**Stated goal**: Retype the whole listing below, character for character.

══════════

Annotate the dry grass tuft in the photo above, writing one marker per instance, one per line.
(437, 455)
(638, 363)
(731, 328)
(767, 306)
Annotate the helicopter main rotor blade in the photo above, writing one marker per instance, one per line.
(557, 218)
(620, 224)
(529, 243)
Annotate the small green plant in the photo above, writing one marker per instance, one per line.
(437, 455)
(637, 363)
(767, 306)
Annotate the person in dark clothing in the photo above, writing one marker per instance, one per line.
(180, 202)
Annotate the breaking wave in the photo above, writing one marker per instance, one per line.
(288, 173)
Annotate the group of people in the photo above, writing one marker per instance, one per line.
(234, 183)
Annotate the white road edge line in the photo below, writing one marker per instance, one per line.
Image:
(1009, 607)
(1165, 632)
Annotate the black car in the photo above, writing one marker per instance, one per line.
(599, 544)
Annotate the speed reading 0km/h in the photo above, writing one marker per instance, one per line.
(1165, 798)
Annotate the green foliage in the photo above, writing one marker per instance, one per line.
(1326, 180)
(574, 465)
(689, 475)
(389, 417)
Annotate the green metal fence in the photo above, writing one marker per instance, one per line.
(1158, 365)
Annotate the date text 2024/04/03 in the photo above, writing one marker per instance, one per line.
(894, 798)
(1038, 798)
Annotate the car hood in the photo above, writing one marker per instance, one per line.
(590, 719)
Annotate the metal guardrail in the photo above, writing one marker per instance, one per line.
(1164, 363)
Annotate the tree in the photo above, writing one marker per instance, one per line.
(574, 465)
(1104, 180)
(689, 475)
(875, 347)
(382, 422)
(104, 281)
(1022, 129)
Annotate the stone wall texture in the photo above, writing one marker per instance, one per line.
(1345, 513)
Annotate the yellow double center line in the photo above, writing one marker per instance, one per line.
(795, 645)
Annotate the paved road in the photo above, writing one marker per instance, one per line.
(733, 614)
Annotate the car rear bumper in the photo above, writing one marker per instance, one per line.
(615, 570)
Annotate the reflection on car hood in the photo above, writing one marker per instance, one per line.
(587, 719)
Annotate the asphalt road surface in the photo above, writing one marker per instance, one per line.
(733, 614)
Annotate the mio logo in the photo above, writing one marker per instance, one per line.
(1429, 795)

══════════

**Complete response**:
Annotate the dry grass tuft in the photo above, writing one marker per instance, one per line.
(437, 455)
(638, 363)
(731, 328)
(767, 306)
Annotate the helicopter main rotor blade in the photo above, writing one marker per instance, one per line.
(557, 218)
(620, 224)
(529, 243)
Annotate the small green plant in the photo above, writing one marker per instance, one per line.
(437, 455)
(637, 363)
(767, 306)
Annotate the person in dark clothing in the photo above, writing one marker per instance, one per line.
(180, 202)
Annotate the breaking wave in the photo above, writing one marker per instance, one per line.
(288, 173)
Annotate the group of people in the photo above, writing one marker per instance, one per line.
(234, 183)
Annotate the white road edge line in the photo below, writing one marker per instance, one per line.
Image:
(1009, 607)
(1165, 632)
Annotate the black car in the photo above, writing one marker per instance, one per line.
(599, 544)
Annotate the speed reading 0km/h in the photo above, writing one marker per instance, one per line.
(1165, 798)
Annotate the green foliage in the photo above, writing one marker per instance, one per line.
(1326, 180)
(574, 465)
(689, 475)
(389, 417)
Annotate the green metal fence in the photo above, writing one marker per instance, one per line.
(1158, 365)
Annotate the date text 2024/04/03 in the photo above, writing one marker per instance, one per line.
(894, 798)
(1038, 798)
Annotate the car hood in the photo above, writing one marker per instance, one per line.
(590, 719)
Annotate the metal guardrail in the photo above, writing one marker per instance, one per line.
(1164, 363)
Annotate the tree in the photo above, writing one marker per instance, one per line.
(574, 465)
(1104, 180)
(689, 475)
(875, 347)
(382, 422)
(104, 281)
(1022, 129)
Annotate the stone wall texture in the photo above, writing one marker per instance, one per line.
(1345, 513)
Annotate the yellow double center line in the photo above, writing one marker per instance, one per line.
(795, 645)
Annotate the paved road in the photo above, writing one marker per instance, one per line.
(733, 614)
Annotate the car rear bumper in the photo above, writing one marker per instance, one per line.
(615, 570)
Annotate the reflection on car hood in the photo above, writing one marker per instance, one per line.
(587, 719)
Annotate the asphalt road surface in the photo above, writing one marker per instance, one per line.
(733, 614)
Annotate the mio logo in the photo above, writing one marker per instance, one per line.
(1429, 795)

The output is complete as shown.